== Reading text

Rav Yosef Dov Soloveitchik zt”l, (1903-1993) known to his many talmidim as the Rav, used to say that these three periods of time mirror the three periods of mourning that a child observes when losing a parent. Tisha B’Av is like the seven-day period of shiva when the sense of mourning is most intense. The “Nine Days” beginning with Rosh Chodesh Av are similar to the period of shloshim (30 days of mourning), and from the Seventeenth of Tammuz until the month of Av we observe laws of mourning similar to the twelve-month period of aveilut that a child observes after losing a parent.
What’s interesting, though, is that the order of observances is reversed. The child who loses a parent observes shiva first, then shloshim and then the twelve-month period of aveilut, while during the “Three Weeks” we first observe the aveilut of the twelve-month period, then shloshim, and only on Tisha B’Av do we keep to the restrictions of shiva. Why is the order changed when we mourn the loss of the Beit HaMikdash?
Differences in Mourning
The Rav explained that there is a fundamental difference between aveilut chadasha (newly occurring, personal mourning), as the Rabbis refer to it (Yevamot 43b), and aveilut yeshana (ancient, annual mourning for the Beit HaMikdash). When a close relative passes away, the grief, the pain, the sense of loss come naturally and easily. It is therefore most appropriate to begin the observances of aveilut with shiva, the most intense expression of mourning. But after seven days, the avel is ready to take a step back. Although his loss is still very much on his mind, nevertheless his emotions have tempered; his feelings of sorrow have lessened. For him, the observances of shloshim are more fitting. By the end of thirty days, the avel has gained perspective on his loss. For most relatives, he is now able to conclude the observances of aveilut. Even for a parent, while he continues to mourn, he still reduces his aveilut once again.

====

> _What you need to do_:
1. Translate this sentence from the passage on the Three Weeks and mourning into Spanish: "Tisha B’Av is like the seven-day period of shiva when the sense of mourning is most intense."
2. Resume the passage on the Three Weeks and mourning after its final sentence.

== Dataset excerpt

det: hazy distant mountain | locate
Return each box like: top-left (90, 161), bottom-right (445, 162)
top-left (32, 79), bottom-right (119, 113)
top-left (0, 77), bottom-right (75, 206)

====

> _Answers by task_:
1. Tisha B’Av es como el período de siete días de shiva, cuando el sentimiento de duelo es más intenso.

2.
In the case of aveilut yeshana, on the other hand, this progression is out of place. We have become so used to living in a world without the Beit HaMikdash, that it would be unfair to expect anyone to begin the “Three Weeks” with the observances of shiva. It simply would be unnatural for anyone to suddenly break down and cry over the loss of the Beit HaMikdash. The sense of mourning for the destruction of the Beit HaMikdash can be internalized only through gradual increments. Only by slowly increasing our observances of aveilut from the Seventeenth of Tamuz through the Nine Days, while at the same time reflecting on the significance of this Three-Week period, can we hope to approach the day of Tisha B’Av with the right frame of mind. By engaging in this three-week learning experience, we prepare ourselves mentally so that when the day of Tisha B’Av finally arrives, we are ready to grieve appropriately.
Crying on Tisha B’Av
The Rav added that in certain ways aveilut yeshana for the Beit HaMikdash is even more stringent than aveilut chadasha. Although the Talmud (Moed Katan 27b) mentions that the first three days of shiva are days of crying, there is no obligation for a mourner to cry. The Talmud simply says that during the first three days of shiva it is natural for a mourner to want to cry. But on Tisha B’Av, crying is one of the motifs of the day.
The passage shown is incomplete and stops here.